Atorvastatin increases Fads1, Fads2 and Elovl5 gene expression via the geranylgeranyl pyrophosphate-dependent Rho kinase pathway in 3T3-L1 cells.

Abstract

Numerous clinical studies have reported that statins increase the plasma concentration of arachidonic acid, which is an ω-6 long-chain polyunsaturated fatty acid (LCPUFA), and decrease the concentrations of eicosapentaenoic acid and docosahexaenoic acid, which are ω-3 LCPUFAs. These findings indicate that statins may affect the endogenous synthesis of LCPUFAs, which is regulated by fatty acid desaturases (FADSs) and elongation of very long-chain fatty acids proteins (ELOVLs). The present study aimed to investigate the roles of the intrinsic mevalonate cascade and Rho-dependent pathway in statin-induced regulation of these desaturases and elongases, as well as cell viability using mouse 3T3-L1 cells. mRNA expression was analyzed by quantitative polymerase chain reaction. Treatment with atorvastatin decreased cell viability and increased the mRNA expression levels of Fads1, Fads2 and ELOVL fatty acid elongase 5 (Elovl5) in a dose-dependent manner. Mevalonate and geranylgeranyl pyrophosphate (GGPP), but not cholesterol, fully reversed the atorvastatin-induced downregulation of cell viability and upregulation of gene expression; however, mevalonate itself did not affect cell viability and gene expression. The Rho-associated protein kinase inhibitor Y-27632 inhibited the mevalonate- and GGPP-mediated reversal of atorvastatin-induced upregulation of Fads1, Fads2 and Elovl5. These findings indicated that statins may affect the endogenous synthesis of LCPUFAs by regulating Fads1, Fads2 and Elovl5 gene expression via the GGPP-dependent Rho kinase pathway in mouse 3T3-L1 cells.

Saved entries
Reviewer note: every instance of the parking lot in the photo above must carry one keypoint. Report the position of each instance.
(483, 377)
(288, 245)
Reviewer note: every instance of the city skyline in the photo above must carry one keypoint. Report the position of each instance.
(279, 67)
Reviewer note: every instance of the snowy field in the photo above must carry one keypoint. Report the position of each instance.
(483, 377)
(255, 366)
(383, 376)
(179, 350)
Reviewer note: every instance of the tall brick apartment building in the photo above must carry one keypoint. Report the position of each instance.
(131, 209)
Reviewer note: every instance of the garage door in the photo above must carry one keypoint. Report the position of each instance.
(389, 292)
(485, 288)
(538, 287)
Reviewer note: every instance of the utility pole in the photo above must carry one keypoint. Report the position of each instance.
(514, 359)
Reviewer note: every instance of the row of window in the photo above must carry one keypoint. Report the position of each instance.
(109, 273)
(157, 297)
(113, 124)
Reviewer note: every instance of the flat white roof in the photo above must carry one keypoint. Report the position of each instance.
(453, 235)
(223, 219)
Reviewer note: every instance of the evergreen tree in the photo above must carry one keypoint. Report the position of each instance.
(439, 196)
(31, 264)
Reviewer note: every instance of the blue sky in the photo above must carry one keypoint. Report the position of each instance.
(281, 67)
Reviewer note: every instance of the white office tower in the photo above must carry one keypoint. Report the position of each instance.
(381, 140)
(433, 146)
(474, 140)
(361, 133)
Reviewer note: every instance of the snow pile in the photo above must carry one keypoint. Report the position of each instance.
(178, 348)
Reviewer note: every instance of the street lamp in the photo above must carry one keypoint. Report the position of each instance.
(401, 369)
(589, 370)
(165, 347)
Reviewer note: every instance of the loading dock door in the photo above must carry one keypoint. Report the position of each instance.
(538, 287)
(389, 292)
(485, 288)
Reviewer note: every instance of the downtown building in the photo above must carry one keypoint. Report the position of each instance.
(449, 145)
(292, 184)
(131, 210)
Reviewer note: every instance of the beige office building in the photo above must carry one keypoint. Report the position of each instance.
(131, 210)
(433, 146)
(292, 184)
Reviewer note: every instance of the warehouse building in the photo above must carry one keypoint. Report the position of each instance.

* Things to do
1. How would you render this sentence from the atorvastatin abstract in Spanish: "mRNA expression was analyzed by quantitative polymerase chain reaction."
2. Do these statements agree with the atorvastatin abstract? For each, answer yes or no and quote the deciding words. (a) Cholesterol fully reversed the atorvastatin-induced drop in cell viability. (b) Mevalonate on its own did not change cell viability. (c) The experiments were done in mouse 3T3-L1 cells.

* Task answers
1. La expresión de ARNm se analizó mediante reacción en cadena de la polimerasa cuantitativa.

2.
(a) No: "Mevalonate and geranylgeranyl pyrophosphate (GGPP), but not cholesterol, fully reversed the atorvastatin-induced downregulation of cell viability"
(b) Yes: "mevalonate itself did not affect cell viability and gene expression"
(c) Yes: "using mouse 3T3-L1 cells"